Data extract.
------------------------------------------------

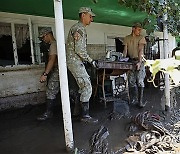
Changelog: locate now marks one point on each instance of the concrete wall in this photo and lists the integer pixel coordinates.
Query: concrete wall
(20, 86)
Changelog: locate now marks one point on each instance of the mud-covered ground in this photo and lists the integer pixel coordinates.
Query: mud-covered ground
(21, 133)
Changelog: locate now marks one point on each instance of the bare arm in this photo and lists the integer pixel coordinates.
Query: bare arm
(49, 67)
(125, 51)
(141, 52)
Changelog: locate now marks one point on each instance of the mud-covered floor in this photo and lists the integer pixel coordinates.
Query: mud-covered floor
(21, 133)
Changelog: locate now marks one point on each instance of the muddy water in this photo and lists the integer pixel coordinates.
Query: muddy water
(20, 133)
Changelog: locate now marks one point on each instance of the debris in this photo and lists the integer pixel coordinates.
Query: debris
(99, 142)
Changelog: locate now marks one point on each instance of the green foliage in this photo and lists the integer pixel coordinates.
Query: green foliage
(170, 66)
(156, 9)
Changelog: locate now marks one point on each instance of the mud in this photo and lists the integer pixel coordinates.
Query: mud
(21, 133)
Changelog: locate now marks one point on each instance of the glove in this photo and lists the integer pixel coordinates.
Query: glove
(94, 64)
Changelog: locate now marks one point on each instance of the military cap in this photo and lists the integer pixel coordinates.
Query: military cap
(44, 31)
(86, 10)
(137, 24)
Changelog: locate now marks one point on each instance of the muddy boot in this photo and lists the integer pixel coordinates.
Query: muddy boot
(49, 111)
(133, 96)
(140, 97)
(85, 114)
(77, 109)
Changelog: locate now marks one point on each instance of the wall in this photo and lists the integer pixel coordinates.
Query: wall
(20, 86)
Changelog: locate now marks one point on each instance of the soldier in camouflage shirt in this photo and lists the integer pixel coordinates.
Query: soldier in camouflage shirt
(134, 49)
(51, 71)
(76, 54)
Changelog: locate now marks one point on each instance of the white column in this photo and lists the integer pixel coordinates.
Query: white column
(31, 40)
(63, 74)
(166, 55)
(14, 44)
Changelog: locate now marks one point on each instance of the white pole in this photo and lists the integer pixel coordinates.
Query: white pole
(31, 40)
(63, 74)
(166, 55)
(14, 44)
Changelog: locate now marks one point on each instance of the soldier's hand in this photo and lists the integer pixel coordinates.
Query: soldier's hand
(94, 64)
(43, 78)
(138, 65)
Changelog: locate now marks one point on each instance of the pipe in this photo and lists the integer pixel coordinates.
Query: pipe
(166, 55)
(31, 40)
(59, 24)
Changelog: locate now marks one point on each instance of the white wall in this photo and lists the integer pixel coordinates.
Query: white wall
(171, 43)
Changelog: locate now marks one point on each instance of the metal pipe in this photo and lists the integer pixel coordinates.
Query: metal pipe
(31, 40)
(63, 74)
(166, 55)
(14, 44)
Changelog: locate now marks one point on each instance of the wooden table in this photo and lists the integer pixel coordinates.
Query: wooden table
(111, 68)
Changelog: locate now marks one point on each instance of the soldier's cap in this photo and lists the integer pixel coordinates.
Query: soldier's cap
(44, 31)
(86, 10)
(137, 24)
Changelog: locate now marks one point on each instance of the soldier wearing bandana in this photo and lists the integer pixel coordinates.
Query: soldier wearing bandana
(77, 54)
(134, 49)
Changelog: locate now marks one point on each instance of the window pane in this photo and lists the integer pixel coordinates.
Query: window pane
(6, 47)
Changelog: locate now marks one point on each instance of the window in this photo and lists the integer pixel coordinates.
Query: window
(14, 44)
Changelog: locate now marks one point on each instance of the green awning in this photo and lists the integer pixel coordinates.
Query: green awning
(107, 11)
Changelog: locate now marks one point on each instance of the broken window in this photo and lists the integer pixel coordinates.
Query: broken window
(44, 48)
(17, 49)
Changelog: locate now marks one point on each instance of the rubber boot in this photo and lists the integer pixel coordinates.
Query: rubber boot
(77, 107)
(140, 97)
(49, 111)
(133, 93)
(85, 114)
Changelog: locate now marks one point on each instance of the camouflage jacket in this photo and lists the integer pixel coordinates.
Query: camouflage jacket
(76, 45)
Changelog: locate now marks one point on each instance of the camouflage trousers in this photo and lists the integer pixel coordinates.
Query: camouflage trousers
(53, 84)
(136, 77)
(83, 80)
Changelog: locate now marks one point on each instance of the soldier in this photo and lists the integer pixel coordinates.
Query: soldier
(76, 54)
(134, 48)
(51, 71)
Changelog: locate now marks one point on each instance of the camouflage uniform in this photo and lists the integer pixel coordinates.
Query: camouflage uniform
(53, 81)
(77, 54)
(135, 77)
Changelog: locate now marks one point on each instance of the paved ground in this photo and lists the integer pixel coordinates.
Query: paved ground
(20, 133)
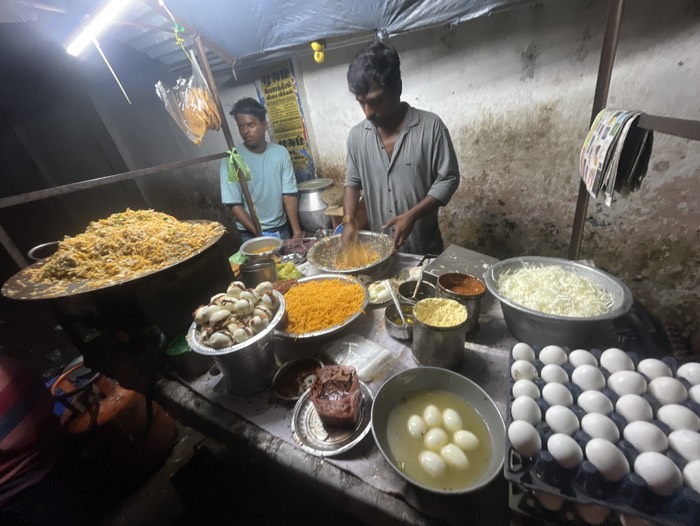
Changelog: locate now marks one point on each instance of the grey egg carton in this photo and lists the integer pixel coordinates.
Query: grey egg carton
(584, 484)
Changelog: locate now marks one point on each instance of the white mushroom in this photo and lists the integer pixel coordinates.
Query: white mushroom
(257, 324)
(242, 335)
(263, 312)
(263, 288)
(243, 307)
(270, 301)
(202, 314)
(235, 289)
(249, 295)
(216, 297)
(219, 317)
(219, 340)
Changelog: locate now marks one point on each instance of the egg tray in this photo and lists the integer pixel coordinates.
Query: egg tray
(584, 484)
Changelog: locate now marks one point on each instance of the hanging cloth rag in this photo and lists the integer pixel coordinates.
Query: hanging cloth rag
(615, 154)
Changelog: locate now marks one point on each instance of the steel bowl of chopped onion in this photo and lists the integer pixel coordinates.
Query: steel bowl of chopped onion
(554, 301)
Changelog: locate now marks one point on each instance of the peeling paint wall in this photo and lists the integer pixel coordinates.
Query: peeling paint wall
(516, 92)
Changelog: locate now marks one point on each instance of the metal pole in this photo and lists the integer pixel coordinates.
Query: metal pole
(227, 131)
(600, 99)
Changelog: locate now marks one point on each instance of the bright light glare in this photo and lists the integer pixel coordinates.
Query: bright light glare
(97, 24)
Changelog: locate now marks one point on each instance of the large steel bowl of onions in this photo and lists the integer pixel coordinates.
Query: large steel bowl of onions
(553, 301)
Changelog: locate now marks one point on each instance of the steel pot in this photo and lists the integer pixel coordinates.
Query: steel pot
(312, 207)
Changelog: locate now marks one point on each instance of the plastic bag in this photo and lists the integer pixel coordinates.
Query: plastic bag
(371, 361)
(191, 104)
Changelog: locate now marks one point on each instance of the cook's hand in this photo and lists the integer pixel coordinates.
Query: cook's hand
(403, 225)
(348, 234)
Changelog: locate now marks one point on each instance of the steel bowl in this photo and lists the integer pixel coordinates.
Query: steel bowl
(247, 367)
(261, 248)
(330, 331)
(398, 387)
(324, 252)
(426, 290)
(392, 321)
(537, 328)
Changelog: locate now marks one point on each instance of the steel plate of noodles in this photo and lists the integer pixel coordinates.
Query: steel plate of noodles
(319, 305)
(121, 247)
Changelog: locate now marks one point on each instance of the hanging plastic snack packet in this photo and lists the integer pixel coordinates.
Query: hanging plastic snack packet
(191, 104)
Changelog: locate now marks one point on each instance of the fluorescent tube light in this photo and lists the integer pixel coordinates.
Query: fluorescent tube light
(96, 26)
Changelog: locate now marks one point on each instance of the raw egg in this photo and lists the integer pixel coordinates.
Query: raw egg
(645, 436)
(609, 460)
(659, 472)
(522, 351)
(595, 402)
(615, 360)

------------------------------------------------

Reprint the entries above exactly, images removed.

Changelog: locate now marks one point on each instance of the concrete wall in this photo and lists the integer pixel coordinates.
Query: concrete wall
(20, 86)
Changelog: locate now marks one point on each instance of the mud-covered ground in this photo and lists the integer pixel coordinates.
Query: mud-covered ground
(21, 133)
Changelog: locate now marks one point on each instance of the bare arm in this photo and lists the integer pixel coordinates.
Query: bare arm
(49, 67)
(125, 51)
(141, 52)
Changelog: locate now marks one point on each instance of the mud-covered floor in this photo and lists the integer pixel coordinates.
Query: mud-covered floor
(21, 133)
Changelog: locate now marks one point on each instance of the muddy water in this photo and lists the integer pixel coordinates.
Query: muddy water
(20, 133)
Changelog: locate now marks one point on each instance of the debris in this photo and lists the integer pixel coordinates.
Query: debris
(99, 142)
Changelog: locate now marks one point on each instance of the green foliage in this photo and lists the integer pixel coordinates.
Query: green foliage
(170, 66)
(156, 9)
Changelog: locate now marks one point on each instance of the mud in this photo and lists the integer pixel coordinates.
Query: mud
(21, 133)
Changelog: locate now marks one point on each instance of the glove in this photo and lists the integer pixel coordinates.
Query: glove
(94, 64)
Changelog: locate now marks one point on each instance of the military cap in this photo and lists the integer pixel coordinates.
Query: military cap
(44, 31)
(86, 10)
(137, 24)
Changelog: locate now marks one point on each instance of the muddy boot in this photo and lists the integer pixel coordinates.
Query: muddy boot
(49, 111)
(133, 96)
(140, 97)
(85, 114)
(77, 109)
Changelog: locate now marks one point on each instance of the wall in this photo and lists the integer pixel coordinates.
Query: wall
(20, 86)
Changelog: locate now marks one point on each instance of the soldier in camouflage shirt in this photo and lists the integer pixel coordinates.
Query: soldier in camouflage shirt
(134, 49)
(51, 71)
(76, 54)
Changelog: locate now marks one point on each instance of the white column in this photo and lists the integer pixel coordinates.
Query: white column
(31, 40)
(63, 74)
(166, 55)
(14, 44)
Changelog: locate now marks one point on each instance of the white pole in this photo and lists the integer pixel coordinates.
Query: white pole
(31, 40)
(63, 74)
(166, 55)
(14, 44)
Changelog: locate now marks one point on each instance of the soldier's hand in this photo and lists the integer pixel coordinates.
Query: soldier's hand
(94, 64)
(43, 78)
(138, 65)
Changelog: locate now marks one point on each instance of the pipe in this photo and lists the integer pixel coordinates.
Query: pipe
(166, 55)
(31, 40)
(59, 24)
Changelog: locate now marks one point on each instance of the white wall in this photo and lists the integer pixel coordinates.
Query: white wall
(171, 43)
Changelog: locate now marks one point on each instance of the metal pipe in this photo and lists the integer pixel coordinates.
Query: metal pipe
(31, 40)
(63, 74)
(166, 55)
(14, 44)
Changelog: locate now marks one point on each instance of the wooden table in this photo and lists the integer pixel coordinates.
Query: wooden table
(111, 68)
Changelog: locate now marks one point on each instance of the soldier's cap in this photo and lists the integer pixel coordinates.
Query: soldier's cap
(44, 31)
(86, 10)
(137, 24)
Changelog: locate now marks one point on each instance of the soldier wearing bandana in this photo and lists the integer pixel coordinates.
Query: soldier wearing bandana
(77, 54)
(134, 49)
Changelog: locate now marks one point on each instance of the window pane in this photo and lists the integer pixel coordinates.
Query: window pane
(6, 47)
Changelog: locate now marks one point on each instance of the window in this photo and lists the integer pixel coordinates.
Query: window
(14, 44)
Changelog: locate now marks one point on each instance of the green awning in this photo and lists the integer pixel coordinates.
Query: green awning
(107, 11)
Changelog: locate now marks one point on each instance of the broken window in this photo and lists the integer pixel coordinates.
Query: broken window
(44, 48)
(17, 49)
Changelog: locate now marks one point on each instance of the rubber boot in this photo and lists the integer pixel coordinates.
Query: rubber boot
(77, 107)
(140, 97)
(49, 111)
(133, 93)
(85, 114)
Changelog: locate now marks one point on each instance of the camouflage jacket in this photo and lists the integer pixel coordinates.
Query: camouflage jacket
(76, 45)
Changelog: locate now marks one point on each instance of the camouflage trousers in this photo and lists the integer pixel coordinates.
Query: camouflage trousers
(53, 84)
(136, 77)
(83, 80)
Changelog: locate now marks one point on each instance of the soldier in this photo and lists the integer pixel coordinates.
Query: soldier
(76, 54)
(134, 48)
(51, 71)
Changelog: locate now marks one point on each instance of the camouflage uniform in this photo and lists the integer pixel coordinates.
Query: camouflage uniform
(53, 81)
(77, 54)
(135, 77)
Changelog: locate now marks one point on each instance of the paved ground in this photo and lists the integer pixel coordinates.
Query: paved ground
(20, 133)
Changelog: locate now marks one point on each instance of the grey egg carton in this photo and lists the integer pixel coordinates.
Query: grey egg carton
(584, 484)
Changelog: locate now marks one point on each instance of the white mushroom in this photo and lists the integer pixel coordinates.
Query: white mushroom
(257, 324)
(242, 335)
(263, 312)
(263, 288)
(243, 307)
(270, 301)
(202, 314)
(235, 289)
(249, 295)
(216, 297)
(219, 317)
(219, 340)
Changelog: locate now marks one point on each instance of the egg tray in this photo and lists the integer pixel coordinates.
Query: egg tray
(584, 484)
Changelog: locate now marks one point on each instance of the hanging cloth rag in this photo and lists the integer pixel coordinates.
Query: hanging cloth rag
(615, 154)
Changelog: locate now marks one point on each instance of the steel bowl of chopped onion in this photo and lists the integer pixel coordinates.
Query: steel bowl of chopped onion
(554, 301)
Changelog: locate now marks one point on each instance of the peeling paint wall in this photo and lists the integer pixel coordinates.
Query: peeling paint wall
(516, 92)
Changelog: locate now marks one point on each instance of the metal pole in this photo and lists the integer pixel coordinates.
Query: metal pole
(227, 131)
(600, 99)
Changelog: locate now marks one point on each instance of the bright light glare in this photo and lists the integer pixel coordinates.
Query: bright light glare
(97, 24)
Changelog: locate now marks one point on each instance of the large steel bowl of onions in this photo and lists the integer pixel coordinates.
Query: large steel bowl of onions
(553, 301)
Changelog: locate now marks one point on each instance of the steel pot in this photo and lists the integer pixel coordinates.
Query: steel pot
(312, 207)
Changelog: locate now marks one point on each instance of the plastic bag in this photo and lists the integer pixel coordinates.
Query: plastic bag
(371, 361)
(191, 104)
Changelog: locate now marks one point on each instance of the cook's hand in this photo and lists the integer pixel coordinates.
Query: cook's hand
(403, 225)
(348, 234)
Changelog: locate now marks one point on each instance of the steel bowl in this photo and lists the integer pixel coordinates.
Query: steel bowl
(247, 367)
(261, 248)
(330, 331)
(398, 387)
(324, 252)
(426, 290)
(392, 321)
(537, 328)
Changelog: locate now marks one point on each instance of the steel plate of noodles in this photo and lists the integer pixel coordinates.
Query: steel plate of noodles
(319, 305)
(121, 247)
Changelog: locate now marks one point on each instance of the hanging plastic snack packet in this photo and lists the integer pixel coordinates.
Query: hanging plastic snack packet
(191, 104)
Changelog: locate now marks one point on each instance of the fluorescent tube light in this photo and lists the integer pixel coordinates.
Query: fluorescent tube light
(96, 26)
Changelog: locate now marks one point on each instance of the raw egg in this photo and lists the integer pixel coordinates.
Query: raw egg
(645, 436)
(609, 460)
(659, 472)
(522, 351)
(595, 402)
(615, 360)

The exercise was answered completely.